▶ [Yang Harus Dikerjakan]
A – Dalam teks tentang bahasa Tegal, pada tataran apa saja bahasa Tegal disebut punya keunikan dibandingkan bahasa Jawa dan bahasa Indonesia?
B – Teruskan teks tentang bahasa Tegal di bawah ini, mulai tepat setelah kalimat terakhirnya.

▶ [Teks Bacaan]
::::
Dikotomi bahasa dialek dengan bahasa baku tidak merujuk kepada pembedaan antara kasar dan halusnya bahasa, tetapi lebih kepada pembedaan fungsinya sebagai sarana komunikasi. Dengan demikian, apa yang disebut bahasa Jawa “baku” sama sekali tidak menunjukkan bahwa dirinya lebih bergengsi daripada bahasa Tegal; atau dengan kata lain bahasa Tegal sejajar kedudukannya dengan bahasa Jawa “baku”. Dengan sendirinya konsep “baku” berlaku juga dalam bahasa Tegal.

Dibandingkan dengan bahasa Jawa dan bahasa Indonesia, bahasa Tegal memiliki keunikan pada tataran fonetis-fonologis, morfologi, dan sintaksis. Sebagai salah satu varian bahasa Jawa, bahasa Tegal bercirikan demokratik dan egaliter sehingga mampu mengekpresikan gagasan, filosofi, dan kearifan budaya Tegal.
::::
▶ [Item data tersimpan]
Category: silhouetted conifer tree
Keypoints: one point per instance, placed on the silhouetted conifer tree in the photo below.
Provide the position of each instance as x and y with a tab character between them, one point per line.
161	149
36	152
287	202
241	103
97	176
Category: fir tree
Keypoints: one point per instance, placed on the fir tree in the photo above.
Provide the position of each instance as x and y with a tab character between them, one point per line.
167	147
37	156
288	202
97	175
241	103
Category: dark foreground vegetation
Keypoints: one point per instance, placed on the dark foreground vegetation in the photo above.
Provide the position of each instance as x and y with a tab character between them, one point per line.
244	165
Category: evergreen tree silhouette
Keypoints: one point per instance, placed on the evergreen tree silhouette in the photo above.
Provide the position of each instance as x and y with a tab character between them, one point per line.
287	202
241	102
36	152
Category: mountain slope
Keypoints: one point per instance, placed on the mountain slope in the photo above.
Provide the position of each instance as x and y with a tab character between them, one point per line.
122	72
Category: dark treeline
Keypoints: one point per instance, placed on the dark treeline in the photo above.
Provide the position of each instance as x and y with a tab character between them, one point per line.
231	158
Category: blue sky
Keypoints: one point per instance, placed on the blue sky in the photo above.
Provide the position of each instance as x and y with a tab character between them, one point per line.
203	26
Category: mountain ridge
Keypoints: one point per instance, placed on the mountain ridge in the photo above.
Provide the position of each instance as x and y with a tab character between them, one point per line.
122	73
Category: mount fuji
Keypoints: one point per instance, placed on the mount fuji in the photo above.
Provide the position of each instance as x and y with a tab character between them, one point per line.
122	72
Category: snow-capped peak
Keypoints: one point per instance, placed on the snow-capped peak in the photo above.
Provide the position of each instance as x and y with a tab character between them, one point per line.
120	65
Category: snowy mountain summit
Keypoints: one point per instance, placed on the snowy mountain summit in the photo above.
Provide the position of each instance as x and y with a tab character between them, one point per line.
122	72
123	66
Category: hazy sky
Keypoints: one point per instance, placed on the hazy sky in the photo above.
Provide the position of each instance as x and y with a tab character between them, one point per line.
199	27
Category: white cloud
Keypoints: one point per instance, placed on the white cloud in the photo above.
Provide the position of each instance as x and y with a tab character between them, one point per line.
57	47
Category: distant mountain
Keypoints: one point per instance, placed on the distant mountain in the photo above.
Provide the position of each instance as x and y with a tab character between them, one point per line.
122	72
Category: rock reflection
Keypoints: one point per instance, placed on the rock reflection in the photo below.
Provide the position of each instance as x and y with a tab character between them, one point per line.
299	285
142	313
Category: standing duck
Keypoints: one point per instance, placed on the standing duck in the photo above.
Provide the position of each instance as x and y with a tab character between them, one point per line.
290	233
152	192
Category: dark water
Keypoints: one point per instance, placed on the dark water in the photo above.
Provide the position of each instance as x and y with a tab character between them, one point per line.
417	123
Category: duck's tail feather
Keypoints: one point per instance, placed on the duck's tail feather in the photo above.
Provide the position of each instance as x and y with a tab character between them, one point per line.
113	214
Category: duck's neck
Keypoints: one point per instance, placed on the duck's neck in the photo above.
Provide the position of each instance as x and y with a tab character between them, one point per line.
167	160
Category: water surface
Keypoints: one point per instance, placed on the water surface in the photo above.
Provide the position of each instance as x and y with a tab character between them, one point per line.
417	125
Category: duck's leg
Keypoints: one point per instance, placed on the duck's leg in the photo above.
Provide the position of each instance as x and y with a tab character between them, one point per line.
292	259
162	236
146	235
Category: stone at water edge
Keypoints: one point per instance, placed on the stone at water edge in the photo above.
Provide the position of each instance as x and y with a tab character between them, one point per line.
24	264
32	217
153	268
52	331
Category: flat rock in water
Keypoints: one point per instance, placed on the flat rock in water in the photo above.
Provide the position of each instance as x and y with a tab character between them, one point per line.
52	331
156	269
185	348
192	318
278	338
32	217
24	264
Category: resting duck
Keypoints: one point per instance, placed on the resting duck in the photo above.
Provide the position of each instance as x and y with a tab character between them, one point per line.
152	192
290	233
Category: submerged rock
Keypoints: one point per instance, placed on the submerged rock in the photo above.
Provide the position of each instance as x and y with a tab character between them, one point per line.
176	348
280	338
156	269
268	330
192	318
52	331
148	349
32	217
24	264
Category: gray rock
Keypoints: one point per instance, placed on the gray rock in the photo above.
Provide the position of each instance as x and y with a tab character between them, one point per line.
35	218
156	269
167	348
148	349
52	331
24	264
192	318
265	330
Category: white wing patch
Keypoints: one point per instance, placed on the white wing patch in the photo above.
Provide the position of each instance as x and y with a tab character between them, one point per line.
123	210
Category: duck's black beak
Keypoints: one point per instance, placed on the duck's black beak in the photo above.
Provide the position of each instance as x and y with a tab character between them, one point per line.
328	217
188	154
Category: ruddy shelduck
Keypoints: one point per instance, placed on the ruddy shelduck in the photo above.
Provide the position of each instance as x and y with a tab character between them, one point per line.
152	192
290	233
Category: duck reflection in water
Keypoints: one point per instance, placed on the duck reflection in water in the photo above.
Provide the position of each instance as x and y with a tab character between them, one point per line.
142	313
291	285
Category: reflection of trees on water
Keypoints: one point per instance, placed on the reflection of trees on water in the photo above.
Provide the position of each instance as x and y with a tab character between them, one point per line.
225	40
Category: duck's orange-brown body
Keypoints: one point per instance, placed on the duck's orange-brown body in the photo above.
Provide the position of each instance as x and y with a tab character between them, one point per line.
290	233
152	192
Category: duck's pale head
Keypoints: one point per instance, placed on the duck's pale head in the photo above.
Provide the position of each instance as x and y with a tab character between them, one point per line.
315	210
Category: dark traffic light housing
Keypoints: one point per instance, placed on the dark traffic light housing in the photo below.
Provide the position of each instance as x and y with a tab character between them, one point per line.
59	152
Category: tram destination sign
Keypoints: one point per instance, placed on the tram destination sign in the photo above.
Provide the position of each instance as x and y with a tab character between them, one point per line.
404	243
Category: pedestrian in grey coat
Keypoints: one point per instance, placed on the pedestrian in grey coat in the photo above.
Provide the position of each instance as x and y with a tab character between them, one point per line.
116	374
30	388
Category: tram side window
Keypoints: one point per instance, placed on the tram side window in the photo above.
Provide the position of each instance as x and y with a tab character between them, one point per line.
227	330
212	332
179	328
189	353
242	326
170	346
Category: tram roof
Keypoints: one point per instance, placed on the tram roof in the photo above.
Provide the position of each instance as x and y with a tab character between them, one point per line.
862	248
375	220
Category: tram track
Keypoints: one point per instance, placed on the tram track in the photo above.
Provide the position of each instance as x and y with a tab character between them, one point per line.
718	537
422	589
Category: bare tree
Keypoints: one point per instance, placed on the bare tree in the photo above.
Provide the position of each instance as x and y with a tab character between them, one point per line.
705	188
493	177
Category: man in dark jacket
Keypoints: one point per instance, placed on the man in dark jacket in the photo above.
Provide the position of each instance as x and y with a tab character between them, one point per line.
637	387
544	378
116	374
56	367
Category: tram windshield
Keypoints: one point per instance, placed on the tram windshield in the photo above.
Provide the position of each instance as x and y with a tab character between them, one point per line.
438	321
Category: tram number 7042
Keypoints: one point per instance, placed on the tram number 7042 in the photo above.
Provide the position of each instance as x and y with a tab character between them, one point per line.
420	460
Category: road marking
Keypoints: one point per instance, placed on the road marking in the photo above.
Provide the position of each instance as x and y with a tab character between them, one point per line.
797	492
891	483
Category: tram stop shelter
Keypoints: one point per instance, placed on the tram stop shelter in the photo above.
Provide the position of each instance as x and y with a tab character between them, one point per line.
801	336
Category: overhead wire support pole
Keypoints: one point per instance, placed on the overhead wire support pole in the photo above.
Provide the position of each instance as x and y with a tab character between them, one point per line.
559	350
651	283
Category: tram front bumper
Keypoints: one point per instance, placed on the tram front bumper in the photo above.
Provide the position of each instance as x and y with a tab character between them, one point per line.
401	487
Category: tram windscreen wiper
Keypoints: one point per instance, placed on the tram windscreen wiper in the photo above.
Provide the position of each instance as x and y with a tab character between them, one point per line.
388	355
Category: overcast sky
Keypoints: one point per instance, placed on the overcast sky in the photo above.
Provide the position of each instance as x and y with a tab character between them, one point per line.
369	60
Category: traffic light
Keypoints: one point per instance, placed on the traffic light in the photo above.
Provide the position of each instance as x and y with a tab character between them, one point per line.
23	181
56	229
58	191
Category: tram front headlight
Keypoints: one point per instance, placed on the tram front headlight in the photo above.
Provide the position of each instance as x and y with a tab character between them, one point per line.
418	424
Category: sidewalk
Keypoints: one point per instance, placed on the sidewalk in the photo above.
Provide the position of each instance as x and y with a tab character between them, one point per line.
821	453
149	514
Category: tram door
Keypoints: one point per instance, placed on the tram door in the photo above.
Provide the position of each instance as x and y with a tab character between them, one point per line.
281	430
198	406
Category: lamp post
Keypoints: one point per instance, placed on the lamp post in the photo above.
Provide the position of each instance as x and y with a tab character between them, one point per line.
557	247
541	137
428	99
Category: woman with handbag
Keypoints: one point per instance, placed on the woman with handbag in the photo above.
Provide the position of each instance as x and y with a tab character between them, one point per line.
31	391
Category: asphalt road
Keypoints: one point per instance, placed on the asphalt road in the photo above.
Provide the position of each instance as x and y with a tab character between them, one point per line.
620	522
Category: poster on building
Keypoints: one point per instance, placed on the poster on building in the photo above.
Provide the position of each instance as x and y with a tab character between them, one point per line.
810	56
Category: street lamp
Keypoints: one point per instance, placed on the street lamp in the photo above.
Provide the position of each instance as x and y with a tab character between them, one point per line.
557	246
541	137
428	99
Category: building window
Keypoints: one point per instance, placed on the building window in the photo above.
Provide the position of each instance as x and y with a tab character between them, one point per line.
::::
▶ [Jawaban Latihan Ini]
A – Pada tataran fonetis-fonologis, morfologi, dan sintaksis.

B –
Penggunaan bahasa Tegal di dalam ranah sastra dan seni pertunjukan, telah meningkatkan apresiasi dan keberminatan masyarakat luas terhadap keunikan karakteristik bahasa, seni, budaya dan sejarah Tegal.

Bahasa Tegal dalam perkembangan terakhir ini tengah mengalami krisis yang membentang sejak tataran mental-kognitif hingga dimensi sosial dan material kebudayaan manusia Tegal. Penyebab krisis berkisar pada aspek politik (kelangkaan kebijakan pemuliaan bahasa Tegal), budaya (serangan nilai dan “jiwa” budaya modernitas dengan kehebatan industri informasi sebagai andalan infiltrasinya), structural-institusional (kelangkaan lembaga dan ikhtiar yang serius untuk membudayakan bahasa Tegal secara seistemik, sistematik, dan terencana).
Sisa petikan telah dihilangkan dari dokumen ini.